◆ Data records:

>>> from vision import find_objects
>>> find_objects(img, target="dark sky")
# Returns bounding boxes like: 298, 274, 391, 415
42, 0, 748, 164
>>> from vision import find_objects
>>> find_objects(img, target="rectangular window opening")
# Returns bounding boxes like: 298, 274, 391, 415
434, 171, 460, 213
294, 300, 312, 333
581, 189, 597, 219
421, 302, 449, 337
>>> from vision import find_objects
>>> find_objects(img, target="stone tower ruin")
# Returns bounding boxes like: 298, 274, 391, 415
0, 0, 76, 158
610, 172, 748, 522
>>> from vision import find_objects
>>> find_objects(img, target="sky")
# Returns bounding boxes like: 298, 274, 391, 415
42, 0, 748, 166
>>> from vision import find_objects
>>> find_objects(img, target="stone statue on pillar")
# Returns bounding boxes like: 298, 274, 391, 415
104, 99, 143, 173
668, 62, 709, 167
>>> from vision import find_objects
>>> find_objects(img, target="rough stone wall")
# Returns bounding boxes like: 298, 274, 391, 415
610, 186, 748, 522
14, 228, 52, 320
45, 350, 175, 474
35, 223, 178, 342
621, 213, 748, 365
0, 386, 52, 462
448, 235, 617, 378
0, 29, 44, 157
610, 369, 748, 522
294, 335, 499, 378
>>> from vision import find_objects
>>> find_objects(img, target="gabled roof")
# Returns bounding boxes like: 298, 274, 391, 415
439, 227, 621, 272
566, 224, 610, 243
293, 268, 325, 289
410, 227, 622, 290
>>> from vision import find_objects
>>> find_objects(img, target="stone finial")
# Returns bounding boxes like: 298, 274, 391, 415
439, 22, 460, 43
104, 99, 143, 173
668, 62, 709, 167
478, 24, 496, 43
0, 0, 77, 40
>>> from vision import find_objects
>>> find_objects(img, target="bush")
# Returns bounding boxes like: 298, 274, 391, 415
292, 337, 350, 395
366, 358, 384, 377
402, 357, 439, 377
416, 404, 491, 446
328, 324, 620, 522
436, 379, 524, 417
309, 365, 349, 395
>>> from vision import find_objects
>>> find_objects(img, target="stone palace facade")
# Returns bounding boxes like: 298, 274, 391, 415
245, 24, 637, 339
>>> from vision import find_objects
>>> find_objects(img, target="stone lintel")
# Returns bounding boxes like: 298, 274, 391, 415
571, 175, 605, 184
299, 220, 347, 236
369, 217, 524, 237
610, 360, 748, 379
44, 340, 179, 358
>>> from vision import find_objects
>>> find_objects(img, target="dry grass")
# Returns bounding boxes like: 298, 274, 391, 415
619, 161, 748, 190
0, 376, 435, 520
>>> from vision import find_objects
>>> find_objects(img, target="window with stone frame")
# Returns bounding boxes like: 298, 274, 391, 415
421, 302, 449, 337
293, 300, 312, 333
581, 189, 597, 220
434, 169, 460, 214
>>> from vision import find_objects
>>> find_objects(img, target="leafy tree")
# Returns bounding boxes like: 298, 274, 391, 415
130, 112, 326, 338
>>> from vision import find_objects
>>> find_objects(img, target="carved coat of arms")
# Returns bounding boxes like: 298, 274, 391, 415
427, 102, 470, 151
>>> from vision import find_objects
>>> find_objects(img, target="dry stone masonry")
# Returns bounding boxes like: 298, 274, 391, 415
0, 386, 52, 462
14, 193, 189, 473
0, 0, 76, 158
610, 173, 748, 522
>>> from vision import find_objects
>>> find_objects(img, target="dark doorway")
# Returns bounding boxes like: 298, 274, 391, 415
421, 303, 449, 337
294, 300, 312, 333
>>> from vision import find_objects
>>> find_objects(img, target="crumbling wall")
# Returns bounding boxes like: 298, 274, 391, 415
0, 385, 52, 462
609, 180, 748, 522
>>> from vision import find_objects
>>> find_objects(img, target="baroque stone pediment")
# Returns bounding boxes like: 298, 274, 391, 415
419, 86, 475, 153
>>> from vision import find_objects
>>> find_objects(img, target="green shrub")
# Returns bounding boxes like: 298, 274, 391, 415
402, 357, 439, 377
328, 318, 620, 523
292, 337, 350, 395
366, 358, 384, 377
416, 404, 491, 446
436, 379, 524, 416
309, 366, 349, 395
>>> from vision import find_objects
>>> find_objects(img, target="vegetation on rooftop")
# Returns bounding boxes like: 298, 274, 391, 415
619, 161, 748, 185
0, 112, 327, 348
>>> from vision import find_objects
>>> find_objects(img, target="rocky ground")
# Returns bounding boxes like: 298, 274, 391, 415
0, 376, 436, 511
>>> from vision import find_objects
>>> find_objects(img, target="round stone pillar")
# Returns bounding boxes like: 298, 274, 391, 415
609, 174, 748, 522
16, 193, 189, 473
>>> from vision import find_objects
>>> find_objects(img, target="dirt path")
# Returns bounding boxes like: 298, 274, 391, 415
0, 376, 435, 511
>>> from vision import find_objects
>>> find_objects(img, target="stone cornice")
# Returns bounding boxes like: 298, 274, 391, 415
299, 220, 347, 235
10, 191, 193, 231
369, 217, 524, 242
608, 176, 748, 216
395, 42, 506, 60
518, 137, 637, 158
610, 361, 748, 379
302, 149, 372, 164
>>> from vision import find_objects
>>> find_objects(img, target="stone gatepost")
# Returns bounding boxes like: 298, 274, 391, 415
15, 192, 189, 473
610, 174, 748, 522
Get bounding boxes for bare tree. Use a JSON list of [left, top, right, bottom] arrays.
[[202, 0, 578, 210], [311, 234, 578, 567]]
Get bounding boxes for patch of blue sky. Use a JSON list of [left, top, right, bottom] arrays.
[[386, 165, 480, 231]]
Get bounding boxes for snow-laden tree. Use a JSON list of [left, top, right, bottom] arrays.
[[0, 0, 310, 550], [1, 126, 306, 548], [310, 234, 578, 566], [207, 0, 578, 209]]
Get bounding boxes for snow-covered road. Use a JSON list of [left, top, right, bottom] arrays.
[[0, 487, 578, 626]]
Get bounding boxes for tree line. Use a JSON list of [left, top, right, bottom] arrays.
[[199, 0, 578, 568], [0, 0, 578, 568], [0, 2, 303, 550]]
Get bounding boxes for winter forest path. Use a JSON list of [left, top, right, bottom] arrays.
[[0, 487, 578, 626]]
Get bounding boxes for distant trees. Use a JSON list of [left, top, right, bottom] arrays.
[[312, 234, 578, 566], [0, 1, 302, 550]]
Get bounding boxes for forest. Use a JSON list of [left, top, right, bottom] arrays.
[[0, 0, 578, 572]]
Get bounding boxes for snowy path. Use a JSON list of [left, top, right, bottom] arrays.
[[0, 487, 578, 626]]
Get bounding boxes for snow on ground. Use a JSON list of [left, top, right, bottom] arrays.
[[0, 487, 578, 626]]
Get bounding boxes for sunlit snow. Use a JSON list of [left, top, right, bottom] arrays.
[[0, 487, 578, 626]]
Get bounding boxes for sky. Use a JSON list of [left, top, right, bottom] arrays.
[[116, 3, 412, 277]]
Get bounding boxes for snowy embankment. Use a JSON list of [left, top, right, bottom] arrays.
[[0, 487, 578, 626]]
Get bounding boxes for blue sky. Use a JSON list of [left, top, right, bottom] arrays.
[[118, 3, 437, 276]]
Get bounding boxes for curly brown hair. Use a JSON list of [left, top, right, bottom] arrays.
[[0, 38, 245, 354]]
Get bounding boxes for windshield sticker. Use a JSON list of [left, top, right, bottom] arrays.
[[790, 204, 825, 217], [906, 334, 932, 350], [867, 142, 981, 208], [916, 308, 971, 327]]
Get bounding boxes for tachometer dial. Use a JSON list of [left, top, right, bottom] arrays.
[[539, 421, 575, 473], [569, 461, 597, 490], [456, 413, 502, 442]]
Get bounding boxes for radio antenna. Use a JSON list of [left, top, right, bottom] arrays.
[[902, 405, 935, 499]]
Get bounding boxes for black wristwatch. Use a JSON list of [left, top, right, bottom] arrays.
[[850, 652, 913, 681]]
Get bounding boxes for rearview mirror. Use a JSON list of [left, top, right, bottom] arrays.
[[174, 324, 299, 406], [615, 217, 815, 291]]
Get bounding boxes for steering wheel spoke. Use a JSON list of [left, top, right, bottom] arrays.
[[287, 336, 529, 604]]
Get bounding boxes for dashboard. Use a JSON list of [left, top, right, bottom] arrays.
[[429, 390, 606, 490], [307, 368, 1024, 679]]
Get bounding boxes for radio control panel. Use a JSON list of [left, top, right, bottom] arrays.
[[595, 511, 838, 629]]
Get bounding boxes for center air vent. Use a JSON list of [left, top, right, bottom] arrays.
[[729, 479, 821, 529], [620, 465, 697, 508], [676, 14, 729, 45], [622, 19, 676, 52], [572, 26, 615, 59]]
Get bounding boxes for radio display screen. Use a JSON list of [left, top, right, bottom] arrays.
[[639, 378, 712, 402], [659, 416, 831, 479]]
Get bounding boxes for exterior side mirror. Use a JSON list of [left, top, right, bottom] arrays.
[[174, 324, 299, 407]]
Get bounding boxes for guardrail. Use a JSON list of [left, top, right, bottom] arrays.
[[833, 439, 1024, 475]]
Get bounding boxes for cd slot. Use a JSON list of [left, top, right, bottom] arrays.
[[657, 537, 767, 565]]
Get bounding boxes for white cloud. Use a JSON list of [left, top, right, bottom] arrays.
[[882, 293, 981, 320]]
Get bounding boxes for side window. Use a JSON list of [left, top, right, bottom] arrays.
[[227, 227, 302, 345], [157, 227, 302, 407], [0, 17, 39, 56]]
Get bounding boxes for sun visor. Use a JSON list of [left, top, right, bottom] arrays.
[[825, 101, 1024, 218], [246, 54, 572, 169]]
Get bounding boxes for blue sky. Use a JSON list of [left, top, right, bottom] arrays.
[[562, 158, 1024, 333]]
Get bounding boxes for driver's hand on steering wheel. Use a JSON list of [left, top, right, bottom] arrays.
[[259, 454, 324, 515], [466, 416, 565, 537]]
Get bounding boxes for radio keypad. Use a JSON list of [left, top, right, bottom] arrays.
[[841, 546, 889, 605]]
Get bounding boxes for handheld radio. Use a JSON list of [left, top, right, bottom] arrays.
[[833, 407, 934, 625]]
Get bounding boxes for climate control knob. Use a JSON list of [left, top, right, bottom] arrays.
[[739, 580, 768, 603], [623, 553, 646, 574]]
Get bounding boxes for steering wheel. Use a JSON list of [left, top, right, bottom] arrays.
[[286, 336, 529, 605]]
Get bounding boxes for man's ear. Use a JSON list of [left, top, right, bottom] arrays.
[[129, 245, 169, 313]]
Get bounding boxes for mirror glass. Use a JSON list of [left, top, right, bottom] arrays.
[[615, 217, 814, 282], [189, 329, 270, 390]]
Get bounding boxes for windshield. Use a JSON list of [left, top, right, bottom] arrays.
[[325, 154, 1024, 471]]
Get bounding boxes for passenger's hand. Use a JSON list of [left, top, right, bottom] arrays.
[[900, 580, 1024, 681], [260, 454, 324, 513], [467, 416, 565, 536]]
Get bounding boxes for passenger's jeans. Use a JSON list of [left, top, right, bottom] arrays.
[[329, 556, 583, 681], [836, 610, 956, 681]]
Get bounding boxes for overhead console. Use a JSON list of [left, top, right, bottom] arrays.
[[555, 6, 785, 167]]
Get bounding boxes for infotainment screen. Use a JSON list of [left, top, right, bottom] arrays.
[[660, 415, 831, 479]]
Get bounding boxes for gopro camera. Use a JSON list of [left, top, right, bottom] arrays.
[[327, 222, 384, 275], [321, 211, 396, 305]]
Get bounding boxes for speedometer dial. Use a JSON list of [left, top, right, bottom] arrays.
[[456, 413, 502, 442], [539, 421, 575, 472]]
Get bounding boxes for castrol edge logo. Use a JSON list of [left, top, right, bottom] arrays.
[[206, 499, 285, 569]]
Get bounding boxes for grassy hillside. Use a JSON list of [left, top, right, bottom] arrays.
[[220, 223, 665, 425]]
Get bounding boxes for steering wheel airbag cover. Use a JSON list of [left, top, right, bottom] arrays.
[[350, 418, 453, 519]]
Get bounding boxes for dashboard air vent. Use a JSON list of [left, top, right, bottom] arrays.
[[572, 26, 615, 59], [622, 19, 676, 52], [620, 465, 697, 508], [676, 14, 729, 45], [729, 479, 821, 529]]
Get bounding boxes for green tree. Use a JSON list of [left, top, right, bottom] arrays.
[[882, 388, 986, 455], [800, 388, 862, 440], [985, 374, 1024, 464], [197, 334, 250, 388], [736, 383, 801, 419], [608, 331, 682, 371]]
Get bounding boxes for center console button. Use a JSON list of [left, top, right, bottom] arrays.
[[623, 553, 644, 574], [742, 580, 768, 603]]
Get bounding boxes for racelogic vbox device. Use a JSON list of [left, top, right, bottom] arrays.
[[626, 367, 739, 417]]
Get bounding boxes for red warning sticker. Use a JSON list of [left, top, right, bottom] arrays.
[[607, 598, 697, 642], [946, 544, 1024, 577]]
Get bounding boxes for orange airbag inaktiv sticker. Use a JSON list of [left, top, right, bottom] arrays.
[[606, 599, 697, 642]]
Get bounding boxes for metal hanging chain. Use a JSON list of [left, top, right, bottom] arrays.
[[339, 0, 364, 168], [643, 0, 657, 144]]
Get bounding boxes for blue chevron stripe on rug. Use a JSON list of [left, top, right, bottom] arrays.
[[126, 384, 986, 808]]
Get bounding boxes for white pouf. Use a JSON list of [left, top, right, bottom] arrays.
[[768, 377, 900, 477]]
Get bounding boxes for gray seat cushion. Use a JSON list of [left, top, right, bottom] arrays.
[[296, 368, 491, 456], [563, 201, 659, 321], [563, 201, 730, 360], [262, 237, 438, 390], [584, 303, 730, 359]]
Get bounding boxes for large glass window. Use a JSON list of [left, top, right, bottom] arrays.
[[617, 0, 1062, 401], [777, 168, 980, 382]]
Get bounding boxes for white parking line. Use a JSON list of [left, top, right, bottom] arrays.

◆ What to do:
Copy the records from the line containing "Get bounding boxes for black" down to the line containing "[[562, 158, 1024, 333]]", both included, and change "rearview mirror" to "interior mirror" while keeping everything else the same.

◆ Output for this task:
Get bounding boxes for black wristwatch. Use a JSON list of [left, top, right, bottom] arrays.
[[850, 652, 913, 681]]
Get bounding boxes for interior mirror. Use a JSON list of [left, top, right, bottom] arrays.
[[174, 324, 299, 406], [615, 217, 815, 291]]
Get bounding boxes for steering wheel spoke. Use a JSON list of [left, top, right, bottom] arrays.
[[287, 336, 529, 604]]
Get bounding boxes for dashboard. Use a JSON list of [left, top, right, bottom] arrays.
[[429, 390, 606, 490], [307, 368, 1024, 679]]
Get bounding boxes for radio control panel. Use a JSON list of [left, top, right, bottom] arrays.
[[595, 511, 838, 629]]
Get bounding boxes for center air vent. Use a JSON list of [left, top, right, bottom] arrays.
[[729, 479, 821, 529], [620, 465, 697, 508], [676, 14, 729, 45], [622, 19, 676, 52], [572, 26, 615, 59]]
Get bounding boxes for radio display screen. Use a JSON list of [left, top, right, bottom] arrays.
[[639, 378, 712, 402], [659, 416, 831, 479]]
Get bounding boxes for exterior side mirror. Use a JSON list of [left, top, right, bottom] arrays.
[[174, 324, 299, 407]]
Get bounding boxes for guardrail. Use a JSON list of [left, top, right, bottom] arrays.
[[833, 439, 1024, 475]]
Get bounding boxes for cd slot. Use a JSON list of [left, top, right, bottom] arrays.
[[657, 537, 767, 565]]
Get bounding boxes for white cloud. Use a JSON list of [left, top, right, bottom] arrays.
[[882, 293, 981, 320]]
Get bounding boxes for side window. Use a JSON list of [left, top, right, bottom] arrays.
[[227, 227, 302, 345], [157, 227, 302, 407], [0, 17, 39, 56]]
Get bounding boxes for sun visor. Use a JSON list of [left, top, right, bottom] arrays.
[[825, 101, 1024, 218], [246, 54, 572, 169]]
Get bounding boxes for blue sky. Use a JSON list of [left, top, right, bottom] arrays.
[[562, 158, 1024, 333]]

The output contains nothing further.